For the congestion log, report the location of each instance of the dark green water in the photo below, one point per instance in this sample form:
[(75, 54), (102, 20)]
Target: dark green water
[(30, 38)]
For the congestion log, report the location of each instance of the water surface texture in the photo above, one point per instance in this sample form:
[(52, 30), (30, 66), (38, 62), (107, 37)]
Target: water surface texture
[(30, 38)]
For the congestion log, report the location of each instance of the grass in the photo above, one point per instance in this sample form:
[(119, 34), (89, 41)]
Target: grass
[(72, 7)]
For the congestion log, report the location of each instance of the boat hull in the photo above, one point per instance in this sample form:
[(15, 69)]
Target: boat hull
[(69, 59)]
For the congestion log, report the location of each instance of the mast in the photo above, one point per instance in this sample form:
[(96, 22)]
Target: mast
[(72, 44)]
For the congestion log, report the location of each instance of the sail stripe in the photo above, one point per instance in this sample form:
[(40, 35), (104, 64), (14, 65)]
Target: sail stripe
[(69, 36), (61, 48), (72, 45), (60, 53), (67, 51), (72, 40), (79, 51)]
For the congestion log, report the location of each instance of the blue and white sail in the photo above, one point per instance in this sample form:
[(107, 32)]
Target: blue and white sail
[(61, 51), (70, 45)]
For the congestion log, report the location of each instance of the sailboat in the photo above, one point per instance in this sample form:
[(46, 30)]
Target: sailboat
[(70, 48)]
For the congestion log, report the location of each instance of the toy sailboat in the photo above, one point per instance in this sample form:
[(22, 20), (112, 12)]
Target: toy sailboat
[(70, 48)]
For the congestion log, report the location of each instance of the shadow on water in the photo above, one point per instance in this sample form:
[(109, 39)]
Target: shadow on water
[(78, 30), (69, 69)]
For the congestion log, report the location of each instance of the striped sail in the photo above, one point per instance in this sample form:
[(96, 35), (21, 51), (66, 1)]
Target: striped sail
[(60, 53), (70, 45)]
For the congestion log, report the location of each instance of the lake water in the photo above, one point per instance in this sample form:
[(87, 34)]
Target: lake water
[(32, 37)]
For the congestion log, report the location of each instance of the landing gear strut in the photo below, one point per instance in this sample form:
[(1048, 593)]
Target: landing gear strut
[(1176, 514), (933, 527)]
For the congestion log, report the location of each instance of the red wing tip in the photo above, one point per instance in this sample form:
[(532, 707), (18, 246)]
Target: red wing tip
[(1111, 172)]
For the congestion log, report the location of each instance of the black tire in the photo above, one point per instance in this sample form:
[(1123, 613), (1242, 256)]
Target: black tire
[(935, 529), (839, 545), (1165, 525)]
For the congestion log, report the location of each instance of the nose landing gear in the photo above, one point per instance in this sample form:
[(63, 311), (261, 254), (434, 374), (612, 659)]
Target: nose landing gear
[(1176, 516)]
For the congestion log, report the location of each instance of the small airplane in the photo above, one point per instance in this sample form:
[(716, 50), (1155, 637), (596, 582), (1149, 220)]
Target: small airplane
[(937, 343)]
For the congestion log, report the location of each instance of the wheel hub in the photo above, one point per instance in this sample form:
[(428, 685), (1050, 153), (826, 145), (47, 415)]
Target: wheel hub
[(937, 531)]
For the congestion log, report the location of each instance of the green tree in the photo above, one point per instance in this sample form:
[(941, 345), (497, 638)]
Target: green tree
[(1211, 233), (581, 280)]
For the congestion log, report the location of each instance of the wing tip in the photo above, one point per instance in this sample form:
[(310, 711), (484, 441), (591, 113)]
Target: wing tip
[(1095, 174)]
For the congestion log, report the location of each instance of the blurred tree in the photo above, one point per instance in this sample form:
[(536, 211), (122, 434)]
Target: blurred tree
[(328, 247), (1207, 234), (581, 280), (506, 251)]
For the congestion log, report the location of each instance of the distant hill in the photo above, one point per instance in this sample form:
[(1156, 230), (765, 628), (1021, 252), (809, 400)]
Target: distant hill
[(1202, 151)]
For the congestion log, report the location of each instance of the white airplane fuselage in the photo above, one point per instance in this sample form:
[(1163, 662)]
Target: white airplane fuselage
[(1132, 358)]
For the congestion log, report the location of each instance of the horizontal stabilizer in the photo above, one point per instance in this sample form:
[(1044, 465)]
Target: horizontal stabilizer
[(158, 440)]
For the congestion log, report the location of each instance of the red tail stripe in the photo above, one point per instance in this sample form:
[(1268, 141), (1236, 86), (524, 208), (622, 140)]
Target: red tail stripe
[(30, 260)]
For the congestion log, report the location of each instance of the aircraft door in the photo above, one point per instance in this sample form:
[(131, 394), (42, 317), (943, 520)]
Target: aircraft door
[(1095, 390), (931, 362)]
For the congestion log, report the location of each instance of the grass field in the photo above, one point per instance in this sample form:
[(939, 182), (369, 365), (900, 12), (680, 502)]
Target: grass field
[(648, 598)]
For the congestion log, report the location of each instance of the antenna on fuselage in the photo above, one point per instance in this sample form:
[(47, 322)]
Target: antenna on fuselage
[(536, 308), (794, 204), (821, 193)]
=-=-=-=-=
What to work on ->
Give the rows above, starting at the line containing "of the green" and ending at the line containing "[(1211, 233), (581, 280)]", as a JSON list of strings with one string per line and blank lines left out.

Solution to the exercise ->
[
  "For the congestion log, report the location of each instance of the green tree in the photo above, one point per instance in this sample form:",
  "[(941, 345), (497, 638)]",
  "Target: green tree",
  "[(1211, 233), (581, 280)]"
]